§ AUFGABENSTELLUNG: Kopiere aus dem Text über die PZB-Störungen der Baureihe 422 wortgetreu den Abschnitt, der mit den Worten „DB Regio NRW“ einsetzt und mit „der BR 422.“ schließt.

──────── SEITENTEXT

DB Regio NRW und Bombardier melden inzwischen, dass das Problem eingekreist wurde und an der Lösung gearbeitet wird. Unerfreulicherweise fand man kein reines Software-Problem, sondern auch die Hardware der EBI Cab spielt mit hinein und muss angepasst werden. Die Ursache klingt unglaublich: Durch Erschütterungen im Fahrbetrieb konnte der PZB-Rechner abstürzen, ohne dass dies eine Störmeldung auslöste. Die Anlage ist buchstäblich nicht „bahnfest“. Alles das soll nun geändert werden. Um eine zeitaufwändige EBA-Zulassung kommt man aber wohl nicht herum. Die PZB-Anlagen in der Baureihe 442 („Talent 2“), ein anderer Pannenzug aus dem Hause Bombardier, der eigentlich schon lange Zeit in Süddeutschland verkehren sollte, kann Bombardier gleich mit austauschen, denn sie sind baugleich zu denen in der BR 422.

Update 20.6.2011
Am Ende ging es schneller, als gedacht. Die neue Anlagensoftware wurde ausgerollt, gut 14 Tage im Betrieb getestet, und seit 18.6.11 dürfen die damit ausgerüsteten 422er wieder ohne Beimann fahren.

────────────────
──────── DATEN

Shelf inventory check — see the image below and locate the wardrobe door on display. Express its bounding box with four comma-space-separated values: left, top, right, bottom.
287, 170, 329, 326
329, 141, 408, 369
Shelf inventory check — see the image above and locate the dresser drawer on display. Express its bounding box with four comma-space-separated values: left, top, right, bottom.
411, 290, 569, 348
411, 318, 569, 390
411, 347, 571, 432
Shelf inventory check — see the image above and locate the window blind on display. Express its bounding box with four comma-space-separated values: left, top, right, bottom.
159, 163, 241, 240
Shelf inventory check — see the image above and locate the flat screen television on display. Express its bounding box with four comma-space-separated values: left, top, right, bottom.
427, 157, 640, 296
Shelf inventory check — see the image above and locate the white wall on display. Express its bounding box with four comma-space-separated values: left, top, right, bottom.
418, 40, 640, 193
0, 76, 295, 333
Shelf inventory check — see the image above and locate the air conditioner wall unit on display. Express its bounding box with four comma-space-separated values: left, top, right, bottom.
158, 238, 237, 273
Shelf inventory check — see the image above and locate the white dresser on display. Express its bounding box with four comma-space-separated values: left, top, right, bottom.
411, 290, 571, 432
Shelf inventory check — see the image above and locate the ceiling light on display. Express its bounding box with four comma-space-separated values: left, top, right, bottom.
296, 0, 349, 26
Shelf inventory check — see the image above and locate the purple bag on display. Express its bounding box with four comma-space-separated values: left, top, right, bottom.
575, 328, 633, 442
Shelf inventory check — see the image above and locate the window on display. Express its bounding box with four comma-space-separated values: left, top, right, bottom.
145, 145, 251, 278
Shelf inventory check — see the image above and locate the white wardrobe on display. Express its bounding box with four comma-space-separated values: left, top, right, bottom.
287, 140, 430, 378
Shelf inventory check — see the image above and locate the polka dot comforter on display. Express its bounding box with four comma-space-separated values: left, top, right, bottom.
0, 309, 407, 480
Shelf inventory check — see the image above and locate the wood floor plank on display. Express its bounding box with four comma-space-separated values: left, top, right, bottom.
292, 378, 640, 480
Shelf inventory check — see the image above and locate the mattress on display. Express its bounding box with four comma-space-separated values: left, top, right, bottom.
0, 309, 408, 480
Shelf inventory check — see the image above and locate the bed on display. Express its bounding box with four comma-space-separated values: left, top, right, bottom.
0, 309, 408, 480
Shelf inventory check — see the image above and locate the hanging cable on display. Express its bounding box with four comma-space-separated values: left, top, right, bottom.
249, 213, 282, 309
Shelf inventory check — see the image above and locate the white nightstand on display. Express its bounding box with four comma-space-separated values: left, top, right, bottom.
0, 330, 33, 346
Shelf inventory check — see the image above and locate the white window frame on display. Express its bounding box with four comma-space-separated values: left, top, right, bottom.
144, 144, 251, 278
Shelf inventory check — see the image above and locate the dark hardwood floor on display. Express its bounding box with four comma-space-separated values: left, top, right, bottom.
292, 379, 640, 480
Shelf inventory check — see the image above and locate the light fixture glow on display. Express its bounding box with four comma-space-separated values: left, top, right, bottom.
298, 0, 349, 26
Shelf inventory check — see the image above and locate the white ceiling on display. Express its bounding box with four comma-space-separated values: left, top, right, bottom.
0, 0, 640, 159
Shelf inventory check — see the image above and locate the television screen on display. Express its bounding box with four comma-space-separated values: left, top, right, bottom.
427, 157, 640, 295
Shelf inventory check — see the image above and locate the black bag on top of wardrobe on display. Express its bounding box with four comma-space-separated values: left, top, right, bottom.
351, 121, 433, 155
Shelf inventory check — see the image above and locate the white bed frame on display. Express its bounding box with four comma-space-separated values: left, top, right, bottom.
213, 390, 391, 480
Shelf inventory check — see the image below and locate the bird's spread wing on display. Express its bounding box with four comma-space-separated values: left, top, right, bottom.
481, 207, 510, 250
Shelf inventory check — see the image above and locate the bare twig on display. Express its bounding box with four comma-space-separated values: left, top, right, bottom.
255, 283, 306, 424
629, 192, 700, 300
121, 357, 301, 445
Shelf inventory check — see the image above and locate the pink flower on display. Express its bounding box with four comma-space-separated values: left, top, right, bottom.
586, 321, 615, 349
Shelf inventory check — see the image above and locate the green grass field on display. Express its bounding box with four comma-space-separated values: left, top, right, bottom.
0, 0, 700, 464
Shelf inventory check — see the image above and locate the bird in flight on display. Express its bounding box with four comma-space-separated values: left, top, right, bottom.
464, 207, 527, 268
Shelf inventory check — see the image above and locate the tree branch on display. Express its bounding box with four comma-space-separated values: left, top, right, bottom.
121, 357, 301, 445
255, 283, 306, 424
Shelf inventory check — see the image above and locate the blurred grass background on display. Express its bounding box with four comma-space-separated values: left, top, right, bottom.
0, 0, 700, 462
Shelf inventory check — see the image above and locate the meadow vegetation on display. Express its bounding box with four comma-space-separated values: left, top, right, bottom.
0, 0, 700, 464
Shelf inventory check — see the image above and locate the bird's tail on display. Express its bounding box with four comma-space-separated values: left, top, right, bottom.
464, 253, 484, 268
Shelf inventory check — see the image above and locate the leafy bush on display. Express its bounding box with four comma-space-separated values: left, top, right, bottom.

────────────────

§ SCHRIFTLICHE ANTWORT:
DB Regio NRW und Bombardier melden inzwischen, dass das Problem eingekreist wurde und an der Lösung gearbeitet wird. Unerfreulicherweise fand man kein reines Software-Problem, sondern auch die Hardware der EBI Cab spielt mit hinein und muss angepasst werden. Die Ursache klingt unglaublich: Durch Erschütterungen im Fahrbetrieb konnte der PZB-Rechner abstürzen, ohne dass dies eine Störmeldung auslöste. Die Anlage ist buchstäblich nicht „bahnfest“. Alles das soll nun geändert werden. Um eine zeitaufwändige EBA-Zulassung kommt man aber wohl nicht herum. Die PZB-Anlagen in der Baureihe 442 („Talent 2“), ein anderer Pannenzug aus dem Hause Bombardier, der eigentlich schon lange Zeit in Süddeutschland verkehren sollte, kann Bombardier gleich mit austauschen, denn sie sind baugleich zu denen in der BR 422.